- [Задание]:
Подхватите текст о юности Герцена и Огарева, приведенный ниже, и продолжите его сразу после последнего предложения.

- [Текст для чтения]:

*-*-*

Огарев — Герцену: «Можно ли сомневаться, когда видишь человека, что он человек? Ты можешь сомневаться, а я не могу, я бросаюсь обнять человека и на опыте с ужасом каюсь в ошибке».
Собирались уже, естественно, издавать журнал, средства для которого оба надеялись вымолить у отцов. Герцен план разработал, обязанности внутри журнала распределил (Огареву — вся литература, часть истории, философии и критика), сформулировал общие задачи журнала так заманчиво, что нельзя было не принять в нем участия: «Следить за человечеством в главнейших фазах его развития, для сего возвращаться иногда к былому, объяснить некоторые мгновения дивной биографии рода человеческого и из нее вывести свое собственное положение, обратить внимание на свои надежды».
Им едва лишь за двадцать, читатель, и пирушки их — кипение идей и ума, а не только жженки и страстей. И еще вся жизнь впереди, оттого и планы наполеоновские, и ужо занесена над обоими неизбежная пресекающая рука.
Тридцать четвертый год, лето. Франция, Польша, новгородская кровавая смута, холера и холерные тревоги — раскаленный, но уже вчерашний день. А сегодня — необъяснимые и пугающие пылают по Москве пожары. Очевидец свидетельствует, что тридцать четвертый год «огненными чертами записан в летописях Москвы; два месяца пожары истребляли город;…пожары были по несколько раз в день, команда обессилела, лошади измучились. Ясно было видно, что это не случайность, что тут злоумышленность. Народ волновался, обвинял внешних врагов, во всех видел поджигателей, и стало опасно ходить по улицам».
II вот в самом разгаре непонятных пожаров явился в городскую полицию давний добровольный осведомитель (доносил охотно и часто, по все больше по мелочи) — некий «вольный механик», как было записано в последующем рапорте о срочной ссуде ему казенных денег. Он сообщил, что «несколько молодых людей собираются по ночам в разных местах и там, под видом препровождения времени, напиваются допьяна и поют песни, наполненные гнусными и злоумышленными выражениями против верноподданнической присяги». Он взялся поймать собутыльников с поличным, испросив денег на угощение и точно обозначив день, когда пригласит их к себе. А чтоб ошибки не было, нарисовал план, как пройти в его квартиру с черной лестницы, где крючок на двери предусмотрительно будет откинут.

*-*-*

- [Данные]:
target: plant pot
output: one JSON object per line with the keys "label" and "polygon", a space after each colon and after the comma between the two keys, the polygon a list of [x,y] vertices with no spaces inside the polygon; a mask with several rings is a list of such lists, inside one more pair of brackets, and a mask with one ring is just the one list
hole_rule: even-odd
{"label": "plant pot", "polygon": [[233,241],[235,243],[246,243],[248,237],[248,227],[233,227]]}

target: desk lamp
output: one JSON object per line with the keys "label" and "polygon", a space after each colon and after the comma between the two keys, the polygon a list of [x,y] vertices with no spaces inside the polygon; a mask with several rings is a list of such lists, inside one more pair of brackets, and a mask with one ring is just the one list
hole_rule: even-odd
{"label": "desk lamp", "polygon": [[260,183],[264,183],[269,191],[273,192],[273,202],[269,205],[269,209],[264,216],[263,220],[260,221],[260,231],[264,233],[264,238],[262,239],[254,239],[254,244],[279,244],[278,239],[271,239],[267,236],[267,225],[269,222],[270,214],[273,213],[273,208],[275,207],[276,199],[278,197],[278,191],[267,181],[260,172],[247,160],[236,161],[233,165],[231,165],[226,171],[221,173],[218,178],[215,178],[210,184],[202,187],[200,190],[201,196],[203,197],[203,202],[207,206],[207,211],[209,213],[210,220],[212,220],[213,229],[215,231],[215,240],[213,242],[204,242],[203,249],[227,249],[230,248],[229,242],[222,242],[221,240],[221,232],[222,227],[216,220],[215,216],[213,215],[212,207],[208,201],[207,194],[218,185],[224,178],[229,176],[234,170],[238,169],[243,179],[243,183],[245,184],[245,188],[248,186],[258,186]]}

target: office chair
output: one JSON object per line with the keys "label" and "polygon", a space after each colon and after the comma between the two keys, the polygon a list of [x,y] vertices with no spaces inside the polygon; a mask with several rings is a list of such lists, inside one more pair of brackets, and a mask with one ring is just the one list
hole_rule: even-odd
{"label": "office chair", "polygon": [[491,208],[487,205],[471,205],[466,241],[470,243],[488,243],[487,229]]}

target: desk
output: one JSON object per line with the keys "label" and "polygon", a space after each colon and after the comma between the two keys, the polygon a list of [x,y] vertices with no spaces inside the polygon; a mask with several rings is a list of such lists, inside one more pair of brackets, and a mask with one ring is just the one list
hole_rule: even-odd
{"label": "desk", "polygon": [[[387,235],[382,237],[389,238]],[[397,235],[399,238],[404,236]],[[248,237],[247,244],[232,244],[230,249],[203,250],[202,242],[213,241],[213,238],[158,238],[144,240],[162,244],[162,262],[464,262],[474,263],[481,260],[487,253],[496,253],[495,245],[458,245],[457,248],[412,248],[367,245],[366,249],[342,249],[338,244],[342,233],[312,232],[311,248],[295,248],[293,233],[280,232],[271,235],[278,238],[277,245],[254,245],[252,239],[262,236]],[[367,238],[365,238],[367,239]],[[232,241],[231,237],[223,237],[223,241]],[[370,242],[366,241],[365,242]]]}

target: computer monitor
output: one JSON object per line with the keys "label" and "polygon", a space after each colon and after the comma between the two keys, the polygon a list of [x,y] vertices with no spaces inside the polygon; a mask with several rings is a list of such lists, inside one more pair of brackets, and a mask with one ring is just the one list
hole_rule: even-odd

*-*-*

- [Результат]:
В подобных случаях, господин Огарев, уважаемый Николай Платонович, а всего чаще — Ник, как называет вас большинство приятелей, — в подобных случаях важно ведь не только то, что вы пели бесшабашно и радостно наказуемые песни в малознакомой и не слишком симпатичной компании. Это, конечно, само по себе неосторожно, легкомысленно и неосмотрительно. Только не это главное. Главное, Николай Платонович, что вы уже давно пишете, переводите и записываете все, как на подбор, что услышали интересное, а это совершенно с российским законоположением несообразно. Не положено российскому подданному ни дневник вести, ни личные записи делать, и вообще ничего заветного доверять бумаге в собственных четырех стенах не дозволено, потому что он неустанно должен помнить, что в любой момент доступен бдительному отеческому досмотру властей предержащих. Собственно говоря, он, российский подданный, даже и в мыслях ничего такого иметь не должен. Но покуда в умах досмотр затруднителен, остаются поднадзорными все до единой бумаги в квартире российского обывателя, кем бы он ни являлся по происхождению и как бы ни был нужен отечеству. Потому что благомыслие важнее возможной пользы. Польза может и не состояться, а от крамолы вред заведомый. Так что крайне, крайне опасно заносить свои мысли на бумагу. II чужие — тоже, и конспекты с прочитанного, и с друзьями переписка — все опасно.
Много позже Герцен напишет сокрушенно и полуосуждающе: «Всегда глубокий в деле мысли и искусства, Огарев никогда не умел судить о людях. Для него все не скучные и не пошлые люди были прекрасными…»
С такими как раз прекрасными людьми и пел Огарев летом тридцать четвертого года прекрасные, но недозволенные песни. А один из собутыльников вскоре позвал его к себе в гости. Правда, Огарев вторично не пошел, но это уже было неважно.